Set of tasks:
[A] From the atomic weapons discussion, quote the passage from "To have any" to "own nuclear program.".
[B] According to the atomic weapons discussion, what did the Germans plan to use the heavy water for?
[C] Carry on the atomic weapons discussion from its last sentence.
*** Reading passage Section Begins ***
To have any kind of meaningful response to the OP, I think we’d have to establish when and how exactly we’re aborting the American atomic weapon program. As has been stated, the Americans worked closely with British and Canadian counterparts who would have surely carried their knowledge home. And Soviet espionage of the US program certainly advanced by an order of magnitude their own nuclear program.
So are we talking a “strangling in the cradle” scenario (say, Einstein does not send his famous letter to FDR proposing a US atomic weapons research project?) Or does the program die later – Fermi can’t get a sustainable chain reaction in December of 1942, or the Trinity test fails in July of 1945?
The messages that went back and forth between “Swallow Blue” (Einar Skinnarland, one of the Norwegian saboteurs) and the London-based Special Operations Executive (SOE), prior to the sinking of the Hydro, are available online at the “slide show” link on this PBS NOVA page.
The Germans were planning on using the heavy water as a moderator in a “natural uranium” (U-238) reactor to produce fissionable plutonium (Pu-239). If they had succeeded, they would have ended up with a device similar to the “gadget” tested at the Trinity site and the Fat Man dropped on Nagasaki.
*** Reading passage Section Ends ***
*** Listed records Section Begins ***
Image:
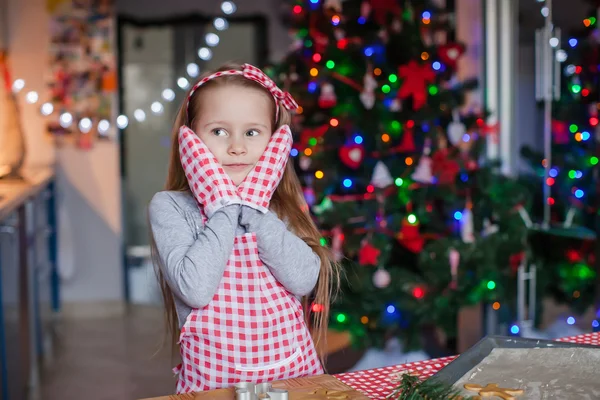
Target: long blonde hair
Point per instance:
(287, 202)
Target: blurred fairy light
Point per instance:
(47, 109)
(228, 7)
(205, 53)
(183, 83)
(193, 70)
(212, 39)
(168, 94)
(18, 85)
(220, 24)
(85, 125)
(66, 119)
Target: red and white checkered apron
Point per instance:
(253, 329)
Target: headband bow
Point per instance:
(254, 74)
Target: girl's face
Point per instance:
(235, 124)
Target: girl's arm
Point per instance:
(290, 259)
(193, 268)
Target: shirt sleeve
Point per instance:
(293, 263)
(193, 268)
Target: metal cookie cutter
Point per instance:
(251, 391)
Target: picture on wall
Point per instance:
(82, 77)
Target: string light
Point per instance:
(220, 24)
(228, 7)
(122, 121)
(85, 125)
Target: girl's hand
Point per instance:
(210, 184)
(260, 184)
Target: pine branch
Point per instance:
(413, 388)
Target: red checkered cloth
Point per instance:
(252, 330)
(210, 184)
(258, 187)
(378, 383)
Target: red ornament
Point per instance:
(368, 254)
(352, 156)
(317, 307)
(444, 168)
(410, 237)
(416, 77)
(560, 132)
(449, 53)
(418, 292)
(381, 8)
(407, 145)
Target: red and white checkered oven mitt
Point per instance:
*** Listed records Section Ends ***
Answers to the tasks:
[A]
To have any kind of meaningful response to the OP, I think we’d have to establish when and how exactly we’re aborting the American atomic weapon program. As has been stated, the Americans worked closely with British and Canadian counterparts who would have surely carried their knowledge home. And Soviet espionage of the US program certainly advanced by an order of magnitude their own nuclear program.

[B] They planned to use it as a moderator in a natural uranium (U-238) reactor to produce fissionable plutonium (Pu-239).

[C]
Returning to the OP, the Wikipedia article on the UK’s pre-1943 Bomb research project, “Tube Alloys”, suggests that the UK and Canada had actually done a fair amount of the necessary work prior to being folded into the Manhattan Project, and that the passage of the US McMahon Act in 1946 was something of a slap in the face to the UK and Canada, which had provided a great deal of brainpower to the Project (while building upon work originally done in France and Germany prior to WWII).
To tighten up Antonius’s point, such an argument doesn’t work either as an explanation of the thinking at the time or as a justification in hindsight.
Heavy water can be used as a perfectly good moderator and was, in fact, being seriously considered as such in the UK at almost exactly the time of the attacks on Vemork. In particular, in about April 1943 it was being discussed at the level of Churchill and Lord Cherwell whether they should commit to building a big heavy water plant and pile in the UK. This was the natural progression from the large amount of research on its production carried out in the previous couple of years, mainly at ICI. As events unfolded, this became unnecessary as originally envisaged because of the resumption of Anglo-American cooperation and all this work was transfered to Canada. So it’s not as if the British thought that heavy water was a deadend at the time.
Additionally, the attacks on the Norwegian heavy water supply horrified the Americans, who were worried that such interest would betray to the Germans that the Allies had nuclear programmes of their own. They explicitly didn’t want this revealed, so doing so as part of a deception was out of the question.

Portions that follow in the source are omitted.